==== Material
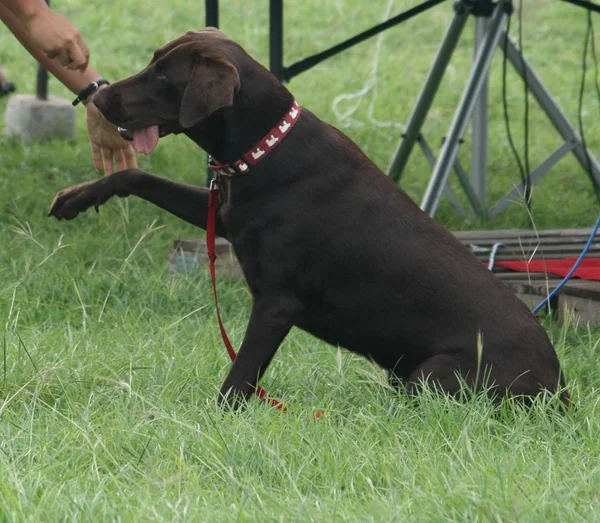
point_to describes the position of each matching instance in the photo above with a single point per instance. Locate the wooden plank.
(520, 233)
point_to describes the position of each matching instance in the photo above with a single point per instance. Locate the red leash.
(210, 247)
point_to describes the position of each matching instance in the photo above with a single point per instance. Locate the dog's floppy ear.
(212, 85)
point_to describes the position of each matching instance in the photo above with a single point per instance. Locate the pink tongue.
(145, 140)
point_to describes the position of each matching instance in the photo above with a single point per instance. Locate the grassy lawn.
(111, 365)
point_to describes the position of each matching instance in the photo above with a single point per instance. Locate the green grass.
(111, 365)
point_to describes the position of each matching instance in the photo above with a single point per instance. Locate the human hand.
(58, 39)
(107, 144)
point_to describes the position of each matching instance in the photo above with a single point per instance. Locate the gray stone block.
(37, 120)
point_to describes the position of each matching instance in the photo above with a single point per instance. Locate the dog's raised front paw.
(70, 202)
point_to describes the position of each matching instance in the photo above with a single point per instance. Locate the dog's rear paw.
(69, 203)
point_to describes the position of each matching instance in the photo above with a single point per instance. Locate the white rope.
(346, 117)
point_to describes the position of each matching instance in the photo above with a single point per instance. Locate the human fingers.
(130, 157)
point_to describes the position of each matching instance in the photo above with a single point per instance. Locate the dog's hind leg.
(446, 373)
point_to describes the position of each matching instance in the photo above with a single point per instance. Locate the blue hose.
(573, 269)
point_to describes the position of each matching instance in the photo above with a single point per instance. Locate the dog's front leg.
(188, 202)
(270, 321)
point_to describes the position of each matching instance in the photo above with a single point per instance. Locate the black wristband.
(90, 89)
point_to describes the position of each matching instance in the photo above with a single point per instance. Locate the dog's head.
(187, 81)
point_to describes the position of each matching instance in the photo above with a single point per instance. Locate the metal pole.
(41, 89)
(276, 38)
(550, 107)
(434, 78)
(439, 179)
(480, 125)
(212, 12)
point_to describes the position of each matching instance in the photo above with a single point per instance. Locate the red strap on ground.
(210, 247)
(588, 270)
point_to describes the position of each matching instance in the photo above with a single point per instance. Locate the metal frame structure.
(490, 33)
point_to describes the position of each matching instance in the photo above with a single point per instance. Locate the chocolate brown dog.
(326, 241)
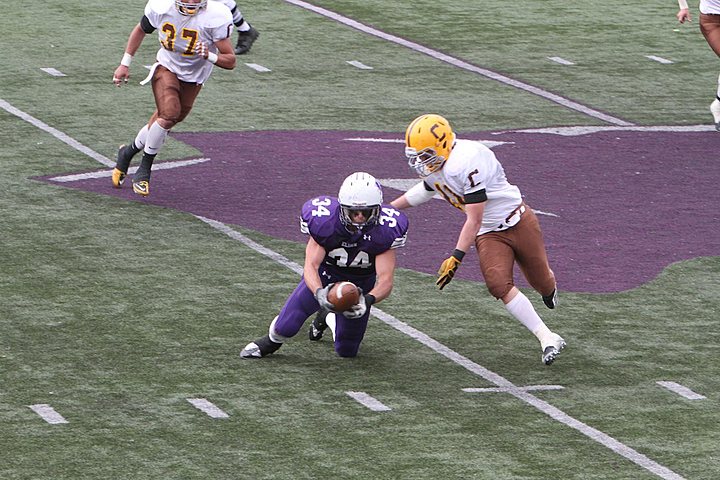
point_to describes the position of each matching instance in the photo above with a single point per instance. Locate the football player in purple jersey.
(352, 238)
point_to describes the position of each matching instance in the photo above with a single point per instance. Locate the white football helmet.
(188, 8)
(360, 192)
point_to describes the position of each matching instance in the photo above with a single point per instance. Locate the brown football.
(343, 295)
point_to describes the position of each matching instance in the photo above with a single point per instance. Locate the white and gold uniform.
(179, 34)
(472, 168)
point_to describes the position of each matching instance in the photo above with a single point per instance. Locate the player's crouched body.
(352, 238)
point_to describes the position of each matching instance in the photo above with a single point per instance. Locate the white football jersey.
(473, 167)
(178, 35)
(710, 6)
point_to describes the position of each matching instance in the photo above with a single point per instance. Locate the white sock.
(155, 138)
(141, 138)
(521, 308)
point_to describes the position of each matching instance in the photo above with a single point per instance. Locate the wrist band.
(127, 59)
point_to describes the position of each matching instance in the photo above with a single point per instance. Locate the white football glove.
(357, 311)
(321, 297)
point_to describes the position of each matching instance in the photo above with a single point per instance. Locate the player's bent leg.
(349, 334)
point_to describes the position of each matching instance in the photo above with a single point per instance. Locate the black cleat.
(318, 326)
(262, 347)
(245, 41)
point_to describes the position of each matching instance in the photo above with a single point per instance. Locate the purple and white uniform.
(348, 256)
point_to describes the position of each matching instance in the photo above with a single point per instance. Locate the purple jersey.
(351, 254)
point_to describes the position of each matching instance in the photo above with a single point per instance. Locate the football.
(343, 295)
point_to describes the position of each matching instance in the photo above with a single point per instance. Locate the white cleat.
(251, 350)
(552, 349)
(715, 110)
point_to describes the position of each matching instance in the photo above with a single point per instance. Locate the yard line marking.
(48, 413)
(487, 143)
(456, 62)
(654, 58)
(359, 65)
(53, 72)
(258, 68)
(681, 390)
(576, 131)
(560, 60)
(492, 377)
(506, 390)
(131, 170)
(56, 133)
(207, 407)
(370, 402)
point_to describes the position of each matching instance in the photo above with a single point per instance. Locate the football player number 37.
(170, 32)
(387, 218)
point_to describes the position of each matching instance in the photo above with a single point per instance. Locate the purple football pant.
(302, 304)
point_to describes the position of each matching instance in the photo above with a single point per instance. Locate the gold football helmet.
(428, 142)
(189, 8)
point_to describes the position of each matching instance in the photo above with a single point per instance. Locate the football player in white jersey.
(194, 36)
(710, 28)
(247, 34)
(502, 227)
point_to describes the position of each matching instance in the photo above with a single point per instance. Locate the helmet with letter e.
(429, 139)
(360, 193)
(189, 8)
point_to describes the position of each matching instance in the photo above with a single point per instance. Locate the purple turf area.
(627, 203)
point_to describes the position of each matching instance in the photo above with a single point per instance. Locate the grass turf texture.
(115, 313)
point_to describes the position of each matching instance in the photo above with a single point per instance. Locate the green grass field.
(115, 313)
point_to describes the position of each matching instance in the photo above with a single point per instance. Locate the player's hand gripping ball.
(343, 296)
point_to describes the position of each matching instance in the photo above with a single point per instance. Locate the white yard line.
(47, 413)
(456, 62)
(681, 390)
(561, 61)
(107, 173)
(207, 407)
(258, 68)
(506, 390)
(54, 72)
(368, 401)
(359, 65)
(655, 58)
(492, 377)
(56, 133)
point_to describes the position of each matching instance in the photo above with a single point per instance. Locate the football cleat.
(142, 187)
(551, 300)
(245, 41)
(118, 177)
(715, 110)
(261, 347)
(553, 349)
(318, 325)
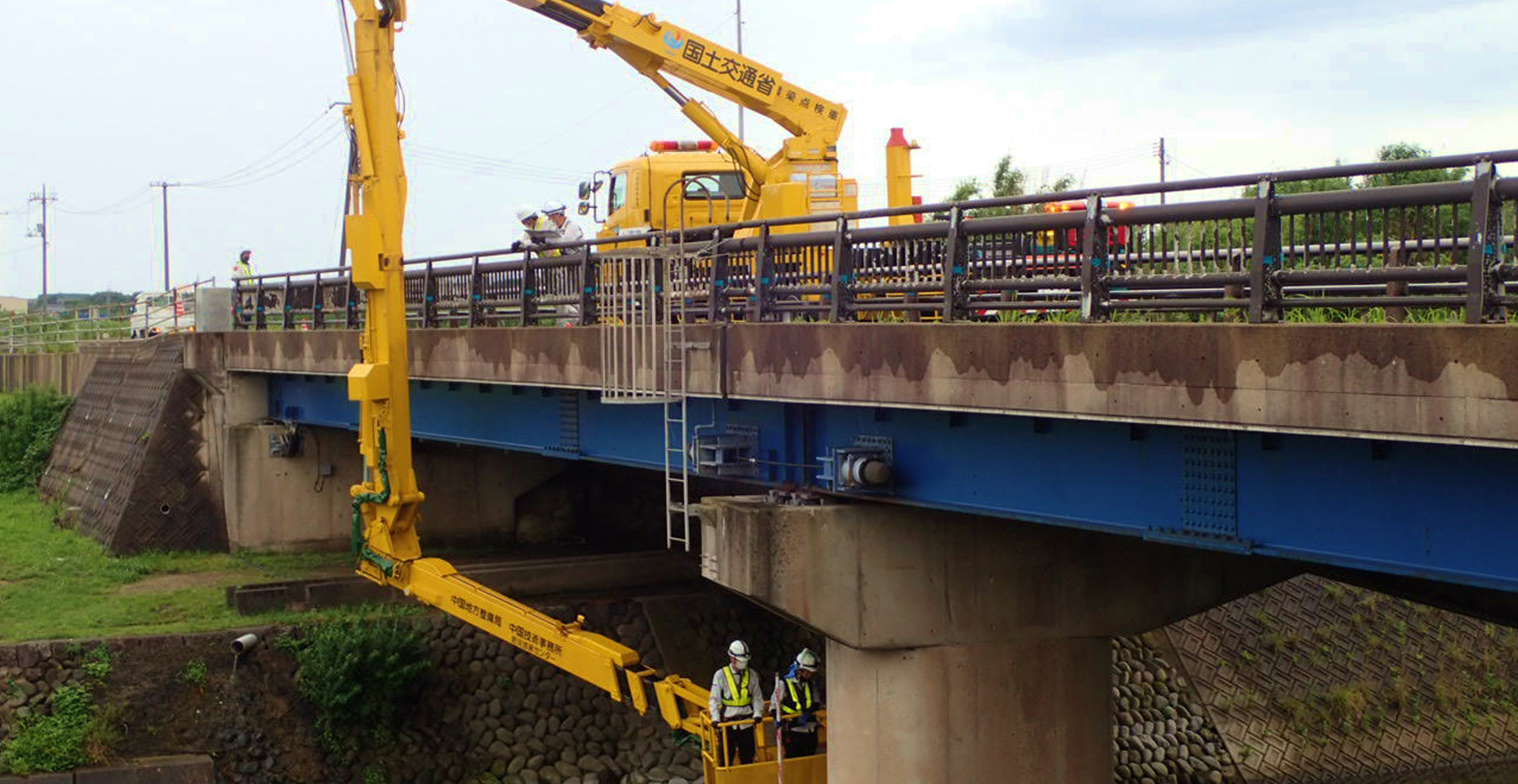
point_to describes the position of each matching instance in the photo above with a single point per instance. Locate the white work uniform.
(570, 233)
(542, 231)
(721, 692)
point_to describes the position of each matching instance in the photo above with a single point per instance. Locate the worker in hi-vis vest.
(799, 697)
(737, 697)
(245, 264)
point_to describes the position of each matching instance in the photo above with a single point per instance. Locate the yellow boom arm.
(386, 543)
(658, 47)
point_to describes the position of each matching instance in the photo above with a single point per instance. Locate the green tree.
(1007, 181)
(1403, 151)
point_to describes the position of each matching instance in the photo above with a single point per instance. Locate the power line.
(272, 157)
(277, 168)
(502, 163)
(130, 202)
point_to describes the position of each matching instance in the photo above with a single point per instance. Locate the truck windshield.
(618, 192)
(716, 186)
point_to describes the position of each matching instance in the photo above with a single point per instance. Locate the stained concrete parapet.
(1437, 383)
(884, 577)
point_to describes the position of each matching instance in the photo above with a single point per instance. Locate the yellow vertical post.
(386, 503)
(899, 175)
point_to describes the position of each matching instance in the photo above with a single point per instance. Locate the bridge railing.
(1282, 249)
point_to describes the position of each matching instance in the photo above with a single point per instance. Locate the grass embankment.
(58, 584)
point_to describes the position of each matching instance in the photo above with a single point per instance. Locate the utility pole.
(42, 231)
(1162, 168)
(740, 51)
(169, 287)
(164, 187)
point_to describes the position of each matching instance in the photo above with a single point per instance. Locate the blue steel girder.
(1422, 510)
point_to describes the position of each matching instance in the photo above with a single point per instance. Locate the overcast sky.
(506, 107)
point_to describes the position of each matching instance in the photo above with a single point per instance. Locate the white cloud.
(172, 90)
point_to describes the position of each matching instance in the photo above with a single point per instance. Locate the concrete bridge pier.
(963, 650)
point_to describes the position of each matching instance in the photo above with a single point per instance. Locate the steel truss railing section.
(632, 331)
(1400, 252)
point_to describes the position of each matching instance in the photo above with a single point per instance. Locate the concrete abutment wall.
(963, 648)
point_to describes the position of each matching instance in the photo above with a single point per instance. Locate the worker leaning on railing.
(737, 698)
(799, 703)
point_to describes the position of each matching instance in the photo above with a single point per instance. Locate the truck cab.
(693, 184)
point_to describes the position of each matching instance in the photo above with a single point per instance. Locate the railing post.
(1395, 258)
(840, 304)
(318, 320)
(429, 298)
(237, 308)
(260, 319)
(587, 287)
(1265, 260)
(476, 293)
(529, 295)
(954, 268)
(764, 277)
(350, 304)
(286, 316)
(1093, 263)
(716, 298)
(1482, 258)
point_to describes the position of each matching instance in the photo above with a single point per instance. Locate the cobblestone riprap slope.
(1309, 681)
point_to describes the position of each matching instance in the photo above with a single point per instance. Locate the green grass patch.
(60, 584)
(75, 733)
(28, 424)
(357, 674)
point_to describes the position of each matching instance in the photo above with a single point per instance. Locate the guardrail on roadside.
(63, 331)
(1415, 251)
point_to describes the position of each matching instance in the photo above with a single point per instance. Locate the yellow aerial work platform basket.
(766, 769)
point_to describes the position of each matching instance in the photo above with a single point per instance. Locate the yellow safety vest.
(796, 700)
(737, 694)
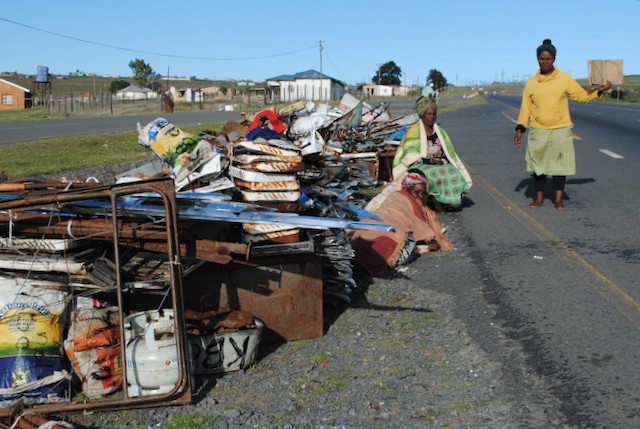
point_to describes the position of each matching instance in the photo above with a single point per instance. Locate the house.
(133, 92)
(14, 97)
(374, 90)
(307, 85)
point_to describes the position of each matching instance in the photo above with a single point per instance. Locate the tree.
(388, 74)
(142, 72)
(436, 80)
(117, 85)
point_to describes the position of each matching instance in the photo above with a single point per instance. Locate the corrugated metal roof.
(308, 74)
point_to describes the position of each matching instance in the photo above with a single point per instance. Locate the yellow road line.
(626, 305)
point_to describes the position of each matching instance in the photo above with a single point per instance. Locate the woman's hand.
(517, 140)
(434, 246)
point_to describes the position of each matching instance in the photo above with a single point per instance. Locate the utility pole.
(320, 45)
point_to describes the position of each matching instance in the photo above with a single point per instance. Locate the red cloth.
(378, 250)
(275, 122)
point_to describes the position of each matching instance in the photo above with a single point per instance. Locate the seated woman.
(416, 229)
(428, 149)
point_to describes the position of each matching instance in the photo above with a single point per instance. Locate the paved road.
(14, 132)
(562, 285)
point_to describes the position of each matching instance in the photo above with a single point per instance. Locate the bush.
(616, 94)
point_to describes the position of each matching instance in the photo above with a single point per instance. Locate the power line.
(334, 66)
(77, 39)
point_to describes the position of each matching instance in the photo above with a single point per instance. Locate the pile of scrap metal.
(93, 312)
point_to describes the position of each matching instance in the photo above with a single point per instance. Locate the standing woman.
(545, 108)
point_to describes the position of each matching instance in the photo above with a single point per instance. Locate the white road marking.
(508, 117)
(611, 154)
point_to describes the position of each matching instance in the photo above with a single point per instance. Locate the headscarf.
(423, 104)
(547, 46)
(412, 179)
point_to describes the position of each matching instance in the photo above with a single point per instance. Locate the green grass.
(57, 155)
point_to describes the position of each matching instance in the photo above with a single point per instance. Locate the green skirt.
(551, 152)
(444, 182)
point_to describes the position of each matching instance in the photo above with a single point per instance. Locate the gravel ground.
(398, 356)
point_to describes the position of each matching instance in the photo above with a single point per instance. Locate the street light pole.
(321, 85)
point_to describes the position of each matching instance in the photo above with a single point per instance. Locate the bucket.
(211, 354)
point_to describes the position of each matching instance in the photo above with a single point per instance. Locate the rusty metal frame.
(181, 393)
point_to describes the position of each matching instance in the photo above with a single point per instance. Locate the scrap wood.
(37, 186)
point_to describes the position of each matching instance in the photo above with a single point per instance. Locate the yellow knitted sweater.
(545, 100)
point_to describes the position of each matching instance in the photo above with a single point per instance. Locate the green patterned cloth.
(551, 152)
(446, 183)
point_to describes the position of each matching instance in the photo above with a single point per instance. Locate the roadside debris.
(99, 281)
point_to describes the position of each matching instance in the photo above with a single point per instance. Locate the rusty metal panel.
(164, 188)
(287, 297)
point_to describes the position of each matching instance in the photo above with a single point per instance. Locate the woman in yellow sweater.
(545, 109)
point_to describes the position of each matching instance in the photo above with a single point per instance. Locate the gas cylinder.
(152, 353)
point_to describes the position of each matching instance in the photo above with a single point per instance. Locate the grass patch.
(57, 155)
(191, 421)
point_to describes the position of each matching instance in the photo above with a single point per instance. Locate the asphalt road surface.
(14, 132)
(560, 287)
(564, 285)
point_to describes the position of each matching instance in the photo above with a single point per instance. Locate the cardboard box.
(601, 71)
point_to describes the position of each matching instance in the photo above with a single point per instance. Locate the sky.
(469, 42)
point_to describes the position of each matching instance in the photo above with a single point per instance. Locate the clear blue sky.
(468, 41)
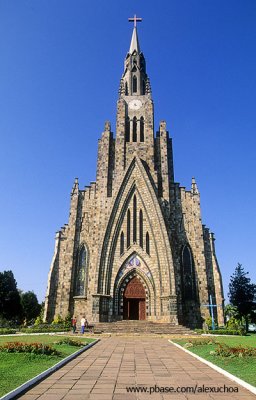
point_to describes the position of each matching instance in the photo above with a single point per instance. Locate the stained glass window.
(188, 274)
(81, 271)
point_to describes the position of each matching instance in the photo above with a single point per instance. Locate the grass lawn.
(17, 368)
(244, 368)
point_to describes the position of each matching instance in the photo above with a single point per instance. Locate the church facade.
(134, 246)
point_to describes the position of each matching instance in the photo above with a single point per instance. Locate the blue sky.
(61, 62)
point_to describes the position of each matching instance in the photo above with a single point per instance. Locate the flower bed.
(32, 348)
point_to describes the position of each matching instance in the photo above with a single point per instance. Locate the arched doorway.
(134, 304)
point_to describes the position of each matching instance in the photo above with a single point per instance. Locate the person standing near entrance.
(74, 324)
(83, 321)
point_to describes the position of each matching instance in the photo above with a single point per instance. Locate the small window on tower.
(143, 87)
(128, 228)
(142, 129)
(127, 129)
(147, 244)
(134, 84)
(134, 130)
(122, 243)
(141, 228)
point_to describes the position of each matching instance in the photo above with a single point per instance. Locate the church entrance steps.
(141, 327)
========
• **Written instruction**
From the line containing "standing near entrance." through the end of the listing, substitute "steeple" for "tower" and leave everything else unchanged. Give back only those lines.

• **Response**
point_to describes the position of each matching instance in the photo above with a single point per instance. Locate the person standing near entrance.
(74, 324)
(83, 321)
point_to describes the position of each matching instance in the photo above with a single point per instance. Locate the small window on steeple.
(143, 87)
(128, 228)
(142, 129)
(127, 129)
(147, 244)
(134, 84)
(134, 130)
(122, 243)
(141, 228)
point_to describes the position of each matching instance in the photo above with a single point per instance. Locate the church entrance steps.
(141, 327)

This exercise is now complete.